EXPLORER LE CONTENU:
[A] Répondez s'il vous plaît aux questions suivantes à l'aide de l'extrait sur Grigny, en numérotant vos réponses de la même façon.
(i) Combien de temps dure le contrat de professionnalisation ?
(ii) Quelle fonction occupe Aurélien Latour ?
(iii) Quelles matières la formation comprend-elle ?
[B] Pour chaque affirmation, indiquez par oui ou par non si elle concorde avec l'extrait sur Grigny, en citant les mots qui tranchent.
(i) Les jeunes accueillis viennent du quartier de la Grande-Borne.
(ii) Selon le DRH, il faut chouchouter ces jeunes.
(iii) La formation est uniquement théorique.
[C] Poursuivez l'extrait sur Grigny à partir de sa dernière phrase.

EXTRAIT À LIRE:

****

Contrat moral. Un parcours également répandu à Grigny, où Coca-Cola accueille des jeunes du quartier de la Grande-Borne en contrat de professionnalisation de neuf mois. Pour Aurélien Latour, le DRH, les chouchouter ne leur rendrait pas service. « Ils ont perdu l’habitude d’obéir à des règles de vie commune, mais ce n’est pas une raison pour les mettre sous cloche. Nous leur proposons un contrat moral : une opportunité de reprendre pied à condition de s’investir totalement. » La formation alterne théorie et pratique : sécurité, maths, conduite des machines, français. Le travail en usine les plonge dans le concret et les aide à s’accrocher. Ça passe ou ça casse.

****

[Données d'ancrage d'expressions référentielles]
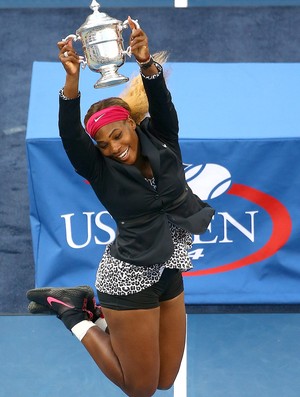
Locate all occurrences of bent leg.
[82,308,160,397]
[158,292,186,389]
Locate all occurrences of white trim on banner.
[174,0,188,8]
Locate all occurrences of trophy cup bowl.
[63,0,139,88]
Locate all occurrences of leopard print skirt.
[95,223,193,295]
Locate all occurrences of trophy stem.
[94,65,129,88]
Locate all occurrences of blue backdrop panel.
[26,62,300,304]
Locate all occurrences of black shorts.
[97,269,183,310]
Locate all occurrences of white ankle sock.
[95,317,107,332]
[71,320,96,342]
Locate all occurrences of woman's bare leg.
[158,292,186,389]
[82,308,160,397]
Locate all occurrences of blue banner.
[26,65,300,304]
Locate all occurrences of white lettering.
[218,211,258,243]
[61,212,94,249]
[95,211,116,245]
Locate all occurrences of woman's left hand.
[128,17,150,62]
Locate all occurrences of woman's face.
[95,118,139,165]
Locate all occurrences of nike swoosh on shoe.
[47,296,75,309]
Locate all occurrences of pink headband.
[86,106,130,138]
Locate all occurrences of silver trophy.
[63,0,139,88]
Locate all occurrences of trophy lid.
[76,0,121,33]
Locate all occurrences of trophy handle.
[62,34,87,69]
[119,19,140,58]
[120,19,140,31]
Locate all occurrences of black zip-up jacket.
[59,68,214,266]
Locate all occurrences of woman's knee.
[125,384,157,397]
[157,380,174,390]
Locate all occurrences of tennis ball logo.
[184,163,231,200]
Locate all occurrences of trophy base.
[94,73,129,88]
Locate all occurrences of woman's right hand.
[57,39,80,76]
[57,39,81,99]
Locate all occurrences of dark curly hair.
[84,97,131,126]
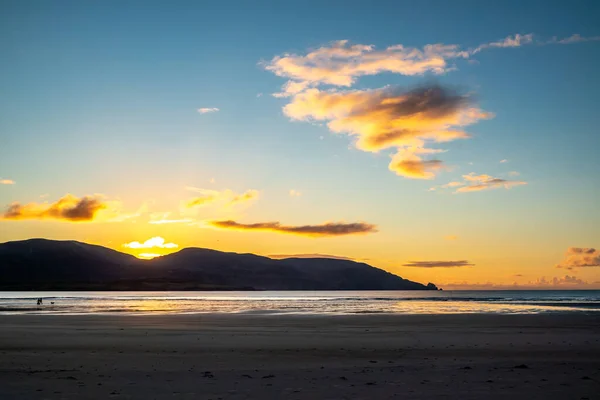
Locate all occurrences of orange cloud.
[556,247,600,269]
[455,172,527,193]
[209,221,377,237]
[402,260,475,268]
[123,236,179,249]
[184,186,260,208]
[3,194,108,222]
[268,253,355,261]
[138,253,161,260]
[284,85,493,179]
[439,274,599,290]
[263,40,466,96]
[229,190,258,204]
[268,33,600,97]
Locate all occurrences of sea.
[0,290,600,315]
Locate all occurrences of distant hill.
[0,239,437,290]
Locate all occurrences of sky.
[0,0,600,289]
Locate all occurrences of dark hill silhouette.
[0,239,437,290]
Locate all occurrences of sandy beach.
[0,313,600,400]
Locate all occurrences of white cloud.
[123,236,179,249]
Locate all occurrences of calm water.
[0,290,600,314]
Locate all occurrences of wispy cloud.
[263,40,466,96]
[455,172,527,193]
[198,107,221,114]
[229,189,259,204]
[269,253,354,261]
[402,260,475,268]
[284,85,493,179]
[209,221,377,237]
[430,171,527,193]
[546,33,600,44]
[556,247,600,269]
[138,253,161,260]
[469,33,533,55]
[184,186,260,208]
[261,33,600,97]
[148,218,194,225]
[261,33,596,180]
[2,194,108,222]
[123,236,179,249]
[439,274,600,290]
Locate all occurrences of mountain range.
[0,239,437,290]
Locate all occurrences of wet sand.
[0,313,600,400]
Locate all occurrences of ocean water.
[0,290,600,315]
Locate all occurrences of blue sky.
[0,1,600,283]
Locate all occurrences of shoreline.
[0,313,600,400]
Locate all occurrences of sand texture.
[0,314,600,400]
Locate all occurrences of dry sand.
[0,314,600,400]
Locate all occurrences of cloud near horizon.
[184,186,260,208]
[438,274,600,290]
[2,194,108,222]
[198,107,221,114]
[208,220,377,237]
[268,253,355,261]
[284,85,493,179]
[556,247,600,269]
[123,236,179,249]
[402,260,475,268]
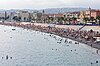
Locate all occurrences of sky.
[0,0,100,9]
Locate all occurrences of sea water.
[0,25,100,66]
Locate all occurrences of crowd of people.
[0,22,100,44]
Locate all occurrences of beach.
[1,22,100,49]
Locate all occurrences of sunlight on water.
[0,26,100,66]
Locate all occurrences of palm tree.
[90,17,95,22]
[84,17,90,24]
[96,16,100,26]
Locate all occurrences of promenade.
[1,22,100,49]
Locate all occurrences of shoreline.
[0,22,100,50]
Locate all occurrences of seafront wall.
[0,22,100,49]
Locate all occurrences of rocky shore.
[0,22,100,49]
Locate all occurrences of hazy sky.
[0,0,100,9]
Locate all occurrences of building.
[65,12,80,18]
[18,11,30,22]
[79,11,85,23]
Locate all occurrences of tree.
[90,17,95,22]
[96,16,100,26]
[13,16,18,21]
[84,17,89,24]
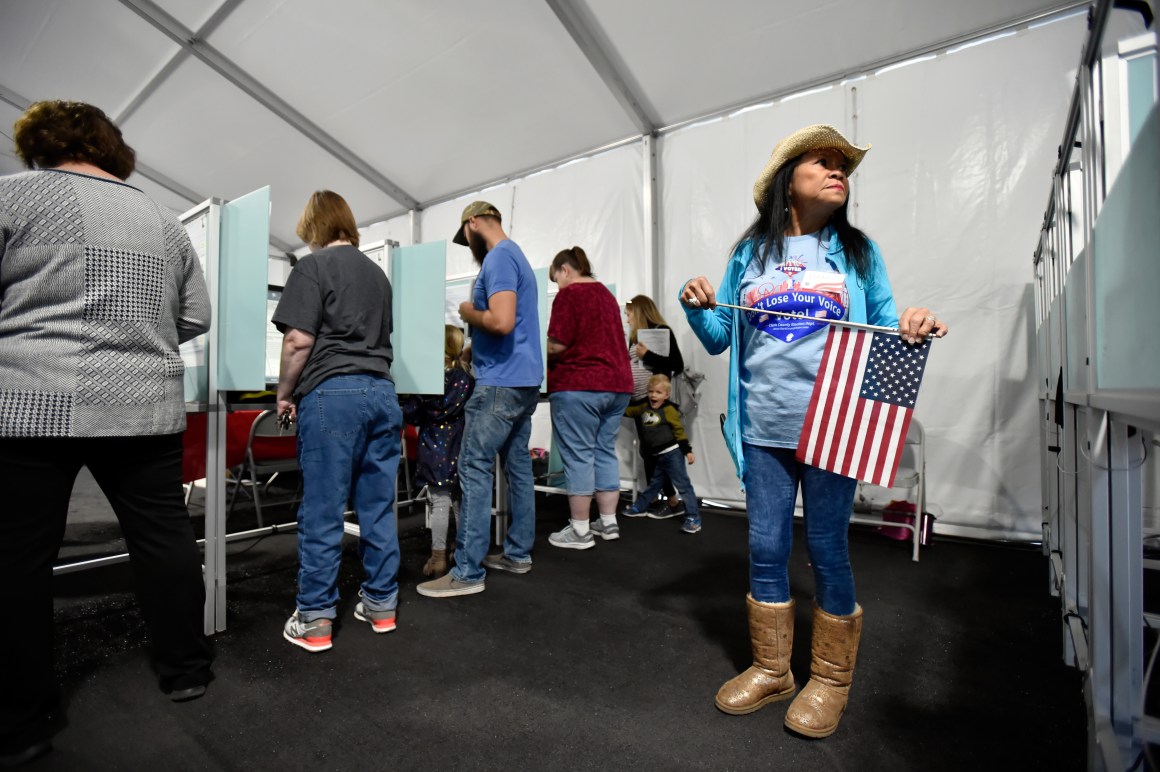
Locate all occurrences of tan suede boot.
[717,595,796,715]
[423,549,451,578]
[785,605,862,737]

****

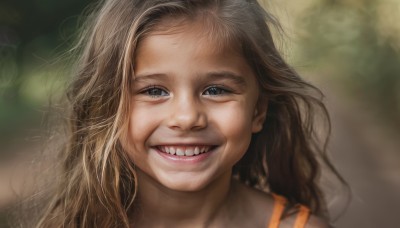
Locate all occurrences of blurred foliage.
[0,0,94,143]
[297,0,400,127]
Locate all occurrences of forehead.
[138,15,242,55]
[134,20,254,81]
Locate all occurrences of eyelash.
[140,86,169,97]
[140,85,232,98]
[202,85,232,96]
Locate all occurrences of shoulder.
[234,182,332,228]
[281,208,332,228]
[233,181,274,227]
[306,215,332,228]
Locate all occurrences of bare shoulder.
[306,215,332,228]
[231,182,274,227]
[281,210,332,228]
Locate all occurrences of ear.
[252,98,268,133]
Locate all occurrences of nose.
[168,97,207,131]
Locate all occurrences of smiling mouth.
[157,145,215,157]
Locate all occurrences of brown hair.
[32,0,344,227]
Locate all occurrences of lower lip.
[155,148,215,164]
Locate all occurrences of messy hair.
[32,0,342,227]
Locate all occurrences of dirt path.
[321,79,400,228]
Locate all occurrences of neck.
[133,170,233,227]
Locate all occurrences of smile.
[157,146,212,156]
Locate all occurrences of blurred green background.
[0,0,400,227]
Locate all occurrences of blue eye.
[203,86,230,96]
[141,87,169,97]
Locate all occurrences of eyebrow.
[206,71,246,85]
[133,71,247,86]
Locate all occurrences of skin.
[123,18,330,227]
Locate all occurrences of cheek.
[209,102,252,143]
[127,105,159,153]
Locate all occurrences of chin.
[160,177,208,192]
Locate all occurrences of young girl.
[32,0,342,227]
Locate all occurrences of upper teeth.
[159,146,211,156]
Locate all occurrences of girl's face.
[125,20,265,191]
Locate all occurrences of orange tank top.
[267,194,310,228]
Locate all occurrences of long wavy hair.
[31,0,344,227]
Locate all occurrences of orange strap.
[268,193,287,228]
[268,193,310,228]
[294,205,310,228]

****

TÂCHES CORRIGÉES:
[A]
(i) Neuf mois.
(ii) Il est le DRH.
(iii) Sécurité, maths, conduite des machines et français.

[B]
(i) Oui : « accueille des jeunes du quartier de la Grande-Borne ».
(ii) Non : « les chouchouter ne leur rendrait pas service ».
(iii) Non : « La formation alterne théorie et pratique ».

[C]
Le système repose beaucoup sur la patience des encadrants, tous volontaires. Les chefs d’équipe et les tuteurs de Coca-Cola sont parfois désarmés face aux retards ou au manque de politesse. Chez PSA Aulnay, Patrice, responsable d’unité depuis vingt ans, ne se laisse pas démonter. « Je rappelle régulièrement à l’ordre ceux qui gardent leur portable sur la chaîne. Contents ou pas, ils doivent le laisser au vestiaire. » Quand survient un problème, il prend le temps d’en discuter. Le fait d’être issu de la base est un atout. « Les jeunes apprécient l’exemplarité, note-t-il. Pour s’investir, ils ont besoin de savoir que l’on peut évoluer dans le métier. » Génération X ou Y, CDI ou contrat de professionnalisation, chacun doit se plier aux mêmes règles. Le secret d’une intégration réussie réside peut-être là.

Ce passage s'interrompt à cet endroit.